◆ **Exercise goal**: Locate each line in the entries below that contains the string "sign", matching case exactly, and copy those lines out in full.

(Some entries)
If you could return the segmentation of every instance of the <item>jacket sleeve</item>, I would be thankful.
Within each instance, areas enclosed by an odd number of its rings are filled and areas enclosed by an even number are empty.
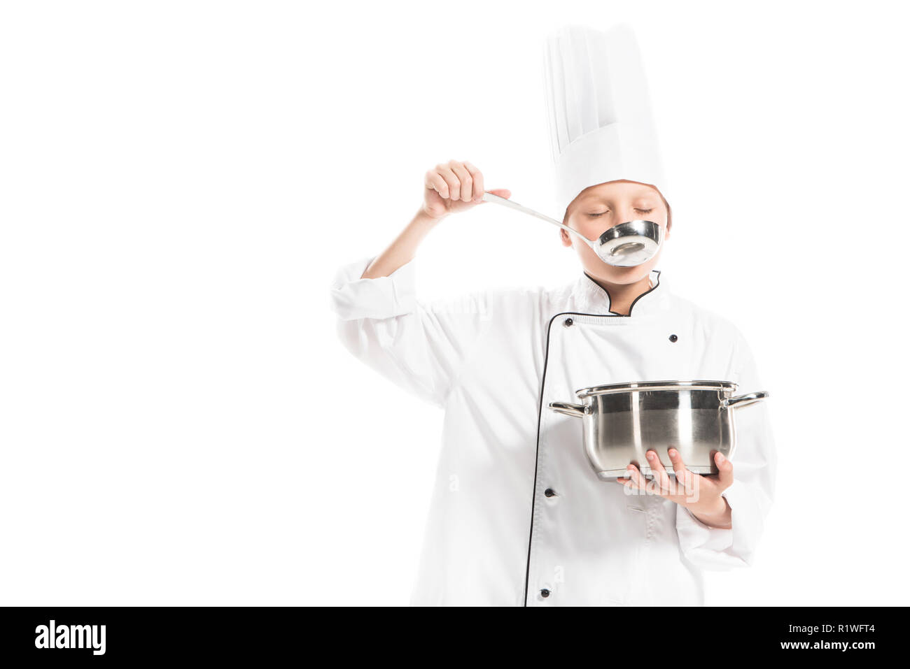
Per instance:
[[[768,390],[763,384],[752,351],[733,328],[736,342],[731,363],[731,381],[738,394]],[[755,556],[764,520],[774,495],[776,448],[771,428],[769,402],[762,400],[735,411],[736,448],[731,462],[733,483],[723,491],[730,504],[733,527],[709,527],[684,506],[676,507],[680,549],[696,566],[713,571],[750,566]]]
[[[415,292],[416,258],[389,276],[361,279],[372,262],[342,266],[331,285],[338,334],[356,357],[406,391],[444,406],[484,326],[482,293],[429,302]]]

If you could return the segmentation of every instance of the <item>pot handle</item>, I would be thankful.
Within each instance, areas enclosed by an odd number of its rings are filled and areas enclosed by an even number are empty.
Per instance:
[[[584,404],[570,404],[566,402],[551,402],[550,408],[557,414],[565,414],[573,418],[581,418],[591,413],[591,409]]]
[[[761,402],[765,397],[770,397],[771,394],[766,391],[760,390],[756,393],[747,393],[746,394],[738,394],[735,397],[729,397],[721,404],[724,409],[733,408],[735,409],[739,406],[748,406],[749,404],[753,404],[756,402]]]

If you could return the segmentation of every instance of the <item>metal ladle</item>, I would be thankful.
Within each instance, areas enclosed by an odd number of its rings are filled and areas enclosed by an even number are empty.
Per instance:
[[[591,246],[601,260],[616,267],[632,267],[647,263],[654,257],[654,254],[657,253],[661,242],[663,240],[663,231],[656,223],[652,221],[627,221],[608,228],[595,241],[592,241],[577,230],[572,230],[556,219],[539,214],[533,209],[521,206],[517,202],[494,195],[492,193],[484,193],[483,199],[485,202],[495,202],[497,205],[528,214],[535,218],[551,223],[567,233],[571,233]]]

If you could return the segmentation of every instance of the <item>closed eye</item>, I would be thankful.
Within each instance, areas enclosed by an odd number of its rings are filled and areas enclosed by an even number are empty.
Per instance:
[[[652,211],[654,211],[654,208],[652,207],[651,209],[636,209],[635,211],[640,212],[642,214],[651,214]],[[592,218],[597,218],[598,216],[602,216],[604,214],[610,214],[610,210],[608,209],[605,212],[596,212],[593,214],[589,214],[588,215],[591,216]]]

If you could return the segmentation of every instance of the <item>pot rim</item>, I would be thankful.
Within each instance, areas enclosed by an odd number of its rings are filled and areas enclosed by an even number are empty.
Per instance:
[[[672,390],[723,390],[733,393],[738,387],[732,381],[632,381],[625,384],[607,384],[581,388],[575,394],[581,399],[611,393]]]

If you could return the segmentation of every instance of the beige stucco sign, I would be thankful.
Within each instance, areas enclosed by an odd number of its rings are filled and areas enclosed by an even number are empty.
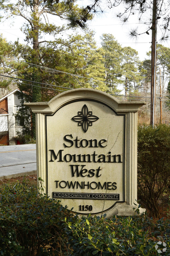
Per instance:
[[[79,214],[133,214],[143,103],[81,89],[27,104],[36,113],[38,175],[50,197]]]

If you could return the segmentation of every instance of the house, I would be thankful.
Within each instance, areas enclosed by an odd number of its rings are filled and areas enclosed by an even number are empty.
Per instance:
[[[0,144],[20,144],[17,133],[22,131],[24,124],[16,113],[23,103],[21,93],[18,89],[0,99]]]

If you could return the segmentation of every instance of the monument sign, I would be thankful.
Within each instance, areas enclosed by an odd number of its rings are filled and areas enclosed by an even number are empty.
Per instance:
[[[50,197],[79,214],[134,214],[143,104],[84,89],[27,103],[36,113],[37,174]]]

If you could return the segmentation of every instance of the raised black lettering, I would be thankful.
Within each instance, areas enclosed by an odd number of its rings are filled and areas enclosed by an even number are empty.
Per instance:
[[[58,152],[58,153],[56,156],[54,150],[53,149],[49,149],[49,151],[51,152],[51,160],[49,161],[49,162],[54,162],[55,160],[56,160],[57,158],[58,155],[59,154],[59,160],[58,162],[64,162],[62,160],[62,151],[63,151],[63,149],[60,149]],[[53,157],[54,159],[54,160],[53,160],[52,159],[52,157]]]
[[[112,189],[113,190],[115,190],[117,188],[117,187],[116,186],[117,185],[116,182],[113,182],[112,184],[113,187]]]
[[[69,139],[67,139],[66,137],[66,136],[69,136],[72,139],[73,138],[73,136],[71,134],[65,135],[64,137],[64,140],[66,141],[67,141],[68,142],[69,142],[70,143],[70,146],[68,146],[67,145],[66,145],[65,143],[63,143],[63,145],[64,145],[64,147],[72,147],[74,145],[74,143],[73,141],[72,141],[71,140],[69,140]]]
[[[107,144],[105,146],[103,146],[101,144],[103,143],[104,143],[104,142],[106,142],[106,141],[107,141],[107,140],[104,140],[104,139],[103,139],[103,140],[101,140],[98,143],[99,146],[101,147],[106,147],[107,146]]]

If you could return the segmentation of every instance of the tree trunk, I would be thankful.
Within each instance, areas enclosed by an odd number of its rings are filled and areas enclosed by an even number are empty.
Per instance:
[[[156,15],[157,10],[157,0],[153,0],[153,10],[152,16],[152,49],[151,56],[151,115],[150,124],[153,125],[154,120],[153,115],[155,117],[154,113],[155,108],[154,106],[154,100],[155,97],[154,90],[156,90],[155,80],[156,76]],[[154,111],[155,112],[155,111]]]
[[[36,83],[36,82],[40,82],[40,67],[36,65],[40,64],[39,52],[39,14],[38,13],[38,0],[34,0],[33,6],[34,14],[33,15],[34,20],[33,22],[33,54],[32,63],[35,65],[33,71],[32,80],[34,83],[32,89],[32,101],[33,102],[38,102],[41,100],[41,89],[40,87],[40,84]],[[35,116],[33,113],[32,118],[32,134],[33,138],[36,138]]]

◆ **Reply**:
If you could return the segmentation of every instance of the beige stucco sign, I would be thankful.
If you could return the segmentation of every instance of the monument sign, I would be thankful.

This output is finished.